■ **WHAT THE TASK ASKS**:
Each record is to be copied exactly as written.

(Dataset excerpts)

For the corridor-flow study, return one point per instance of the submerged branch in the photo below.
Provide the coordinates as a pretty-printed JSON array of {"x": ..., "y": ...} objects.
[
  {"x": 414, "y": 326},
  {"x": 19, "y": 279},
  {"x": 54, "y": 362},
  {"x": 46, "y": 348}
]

■ **OUTPUT BELOW**:
For the corridor-flow study, return one point per instance of the submerged branch in the photo below.
Provide the coordinates as a pretty-printed JSON array of {"x": ..., "y": ...} objects.
[
  {"x": 414, "y": 326},
  {"x": 19, "y": 279},
  {"x": 54, "y": 362},
  {"x": 46, "y": 348}
]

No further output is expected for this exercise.